Data listing.
* START *
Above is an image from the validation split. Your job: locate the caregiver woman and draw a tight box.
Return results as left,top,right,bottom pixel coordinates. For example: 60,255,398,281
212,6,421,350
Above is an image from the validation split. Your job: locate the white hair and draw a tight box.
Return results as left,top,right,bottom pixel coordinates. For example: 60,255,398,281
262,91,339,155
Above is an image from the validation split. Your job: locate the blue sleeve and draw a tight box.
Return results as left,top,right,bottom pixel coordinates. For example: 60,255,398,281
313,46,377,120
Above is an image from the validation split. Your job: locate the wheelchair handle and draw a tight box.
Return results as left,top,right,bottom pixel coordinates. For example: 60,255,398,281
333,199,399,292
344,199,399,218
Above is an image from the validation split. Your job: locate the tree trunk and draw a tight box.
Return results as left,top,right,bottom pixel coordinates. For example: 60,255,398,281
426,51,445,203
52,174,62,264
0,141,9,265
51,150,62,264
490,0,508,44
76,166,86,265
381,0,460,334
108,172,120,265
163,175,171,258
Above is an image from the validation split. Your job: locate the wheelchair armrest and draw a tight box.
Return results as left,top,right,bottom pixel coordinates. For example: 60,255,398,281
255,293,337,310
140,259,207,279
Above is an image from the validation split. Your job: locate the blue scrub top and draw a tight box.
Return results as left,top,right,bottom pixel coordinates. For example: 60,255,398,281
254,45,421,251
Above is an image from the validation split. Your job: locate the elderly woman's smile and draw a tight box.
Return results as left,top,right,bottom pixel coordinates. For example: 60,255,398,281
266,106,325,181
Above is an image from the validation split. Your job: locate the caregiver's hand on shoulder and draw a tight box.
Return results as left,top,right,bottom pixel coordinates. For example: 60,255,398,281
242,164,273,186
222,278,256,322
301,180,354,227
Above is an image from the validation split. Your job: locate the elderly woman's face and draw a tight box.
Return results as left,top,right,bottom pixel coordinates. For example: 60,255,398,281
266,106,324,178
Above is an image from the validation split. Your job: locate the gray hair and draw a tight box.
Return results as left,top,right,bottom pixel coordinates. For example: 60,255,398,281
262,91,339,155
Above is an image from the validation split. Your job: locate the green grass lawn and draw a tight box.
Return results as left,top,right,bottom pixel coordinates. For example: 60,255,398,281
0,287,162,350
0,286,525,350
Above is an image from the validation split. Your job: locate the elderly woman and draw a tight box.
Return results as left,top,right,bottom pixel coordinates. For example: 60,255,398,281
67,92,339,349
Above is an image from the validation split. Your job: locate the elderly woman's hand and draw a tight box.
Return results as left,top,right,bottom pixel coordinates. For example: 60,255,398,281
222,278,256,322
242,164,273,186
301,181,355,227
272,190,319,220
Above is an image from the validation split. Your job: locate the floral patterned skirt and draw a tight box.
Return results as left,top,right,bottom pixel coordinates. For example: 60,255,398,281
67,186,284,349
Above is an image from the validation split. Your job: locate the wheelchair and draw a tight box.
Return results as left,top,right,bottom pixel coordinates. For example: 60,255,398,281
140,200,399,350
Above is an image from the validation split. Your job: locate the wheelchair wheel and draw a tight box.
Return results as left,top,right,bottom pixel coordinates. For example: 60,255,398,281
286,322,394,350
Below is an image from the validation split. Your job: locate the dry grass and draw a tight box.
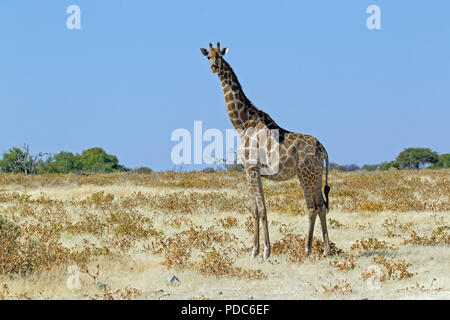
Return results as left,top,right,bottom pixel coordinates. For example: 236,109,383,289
0,170,450,299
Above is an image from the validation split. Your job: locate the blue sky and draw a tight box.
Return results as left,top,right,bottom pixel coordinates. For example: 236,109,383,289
0,0,450,170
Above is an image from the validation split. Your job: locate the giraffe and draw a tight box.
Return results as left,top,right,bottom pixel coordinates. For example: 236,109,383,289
200,43,330,260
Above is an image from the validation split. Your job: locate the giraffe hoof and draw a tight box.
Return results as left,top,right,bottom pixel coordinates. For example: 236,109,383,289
252,248,259,258
263,247,270,260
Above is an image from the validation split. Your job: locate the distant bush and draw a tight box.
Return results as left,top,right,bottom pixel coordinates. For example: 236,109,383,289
395,148,439,169
428,153,450,169
225,163,244,172
0,144,130,174
379,161,400,171
329,162,361,172
361,164,380,171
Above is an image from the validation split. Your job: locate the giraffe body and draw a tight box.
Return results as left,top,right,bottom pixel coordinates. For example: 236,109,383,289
201,43,329,259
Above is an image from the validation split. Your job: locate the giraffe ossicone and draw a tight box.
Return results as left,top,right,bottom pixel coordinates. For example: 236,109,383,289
200,43,330,259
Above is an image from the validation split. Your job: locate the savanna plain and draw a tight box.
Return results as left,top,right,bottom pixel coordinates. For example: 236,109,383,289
0,169,450,300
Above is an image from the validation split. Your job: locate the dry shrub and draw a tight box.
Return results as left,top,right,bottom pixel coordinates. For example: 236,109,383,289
359,201,386,212
404,226,450,246
272,233,343,263
90,287,142,300
199,251,234,276
322,280,353,294
330,254,358,271
165,216,194,229
361,256,414,282
219,217,238,229
328,218,345,229
396,278,444,292
350,238,395,251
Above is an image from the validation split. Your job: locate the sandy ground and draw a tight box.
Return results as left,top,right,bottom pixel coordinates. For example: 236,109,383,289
* END *
The request.
Set down the material above as is, without any pictures.

Reply to the exercise.
Above is an image from the validation split. Your job: locate the caregiver woman and draw a tight box.
Return results as left,top,right,bottom pixel coordinates. For example: 60,255,398,281
212,6,421,350
Above is an image from the validation split. Your job: locate the white hair and draw a tight box.
Return results as left,top,right,bottom pixel coordinates. For example: 60,255,398,281
262,91,339,155
Above is an image from the validation split. Your job: locate the blue sleeve and draw a tight box.
Return results as left,top,right,bottom pixel coordinates. For example: 60,255,398,281
313,46,377,120
Above is an image from the validation split. Your job: locate the wheelchair handle and draw a tight box.
Return results as left,top,right,bottom pixel coordinates. For example: 60,255,398,281
333,199,399,292
344,199,399,218
Above is an image from the validation split. Your job: locate the tree trunk and draw a tight box.
Return results as left,top,right,bottom pixel coordinates. For example: 60,255,398,281
426,51,445,203
52,174,62,264
0,141,9,265
51,150,62,264
490,0,508,44
76,166,86,265
381,0,460,334
108,172,120,265
163,175,171,258
Above is an image from the validation split. Your job: locate the wheelchair armrest and draw a tight box.
Return results as left,top,right,bottom pixel coordinates. For example: 60,255,398,281
255,293,337,310
140,259,207,279
Above is an image from the validation split. Your job: locate the blue scrub top and draw a tight box.
Return results as left,top,right,bottom pixel coordinates. For example: 60,255,398,281
254,45,421,251
Above is an image from the validation split. Your job: locate the elderly woman's smile and draw a tight box.
Return results as left,top,right,bottom pixel coordinates. For example: 60,255,398,281
266,106,325,181
Above is an image from the validation split. Your job: locate the caregiver's hand on shoulder and draw a tight box.
Return results as left,top,right,bottom pixel coordinates. For example: 60,255,398,281
242,164,273,186
222,278,256,322
301,180,354,227
Above is an image from the validation split. Your job: locate the elderly woman's face and draw a tight box.
Return results as left,top,right,bottom pixel coordinates. For example: 60,255,398,281
266,106,324,178
Above is an image from the validation split. Your job: locate the gray hair and draw a tight box.
Return results as left,top,right,bottom pixel coordinates. For example: 60,255,398,281
262,91,339,155
Above is an image from the validation split. Your job: locate the green grass lawn and draw a tight box.
Return results as left,top,right,bottom pixel coordinates. For example: 60,255,398,281
0,287,162,350
0,286,525,350
Above is an image from the validation split. Your job: locate the elderly woman and draw a tight box.
Return results as left,top,right,bottom pixel coordinates. For example: 60,255,398,281
67,92,339,349
Above is an image from the validation split. Your job: locate the elderly woman's hand and draw a tight box.
Return results as left,top,right,bottom pixel coordinates. For example: 60,255,398,281
222,278,256,322
242,164,273,186
301,181,355,227
272,190,319,220
Above is an image from the validation split. Your job: locate the floral patterned skirt and draw a tight box.
Return results as left,top,right,bottom pixel coordinates. For example: 60,255,398,281
67,186,284,349
Above is an image from the validation split. Your job: locate the wheelchair and draw a tight box.
Return results as left,top,right,bottom pixel coordinates. For example: 60,255,398,281
140,200,399,350
Above is an image from the validation split. Your job: locate the wheelchair wheel and draw a tight box.
Return results as left,top,right,bottom pixel coordinates. For example: 60,255,398,281
286,322,394,350
Below is an image from the validation split. Your job: locate the dry grass and draw a tight box.
Return results as left,top,right,bottom pixel coordinates. For example: 236,109,383,289
0,170,450,299
Above is an image from the validation split. Your job: locate the blue sky and draw a tight box.
Return results as left,top,right,bottom pixel coordinates. For example: 236,109,383,289
0,0,450,170
Above is an image from the validation split. Your job: locate the giraffe and draw a tight box.
Return results as left,top,right,bottom pixel coordinates. For example: 236,109,383,289
200,43,330,260
Above is an image from the validation split. Your job: locate the giraffe hoof and draw a tight box.
Return results as left,top,right,bottom pixel coordinates. For example: 236,109,383,289
252,248,259,258
263,247,270,260
Above is an image from the validation split. Your job: locate the distant bush and draw a tight box.
Return results as left,top,right,bottom pixel coordinates. For example: 236,109,383,289
395,148,439,169
428,153,450,169
225,163,244,172
0,144,130,174
379,161,400,171
329,162,361,172
361,164,380,171
Above is an image from the validation split. Your job: locate the giraffe body and draw a tight box.
Return results as left,top,right,bottom pixel coordinates. For example: 236,109,383,289
201,43,329,259
Above is an image from the validation split. Your job: locate the giraffe ossicone and draw a tight box.
Return results as left,top,right,bottom pixel coordinates. For example: 236,109,383,289
200,43,330,259
Above is an image from the validation split. Your job: locate the savanna plain and draw a tight box.
Return results as left,top,right,bottom pixel coordinates. For example: 236,109,383,289
0,169,450,300
Above is an image from the validation split. Your job: locate the dry shrub and draw a tight box.
Return results as left,top,right,bottom pixel coordinates. For example: 236,109,383,289
359,201,386,212
404,226,450,246
272,233,343,263
90,287,142,300
199,251,234,276
322,280,353,294
330,254,358,271
165,216,194,229
361,256,414,282
219,217,238,229
328,218,345,229
396,278,444,292
350,238,395,251
Above is an image from the validation split. Your job: locate the sandy ground and draw a tight box.
Return results as left,top,right,bottom pixel coordinates. For example: 236,109,383,289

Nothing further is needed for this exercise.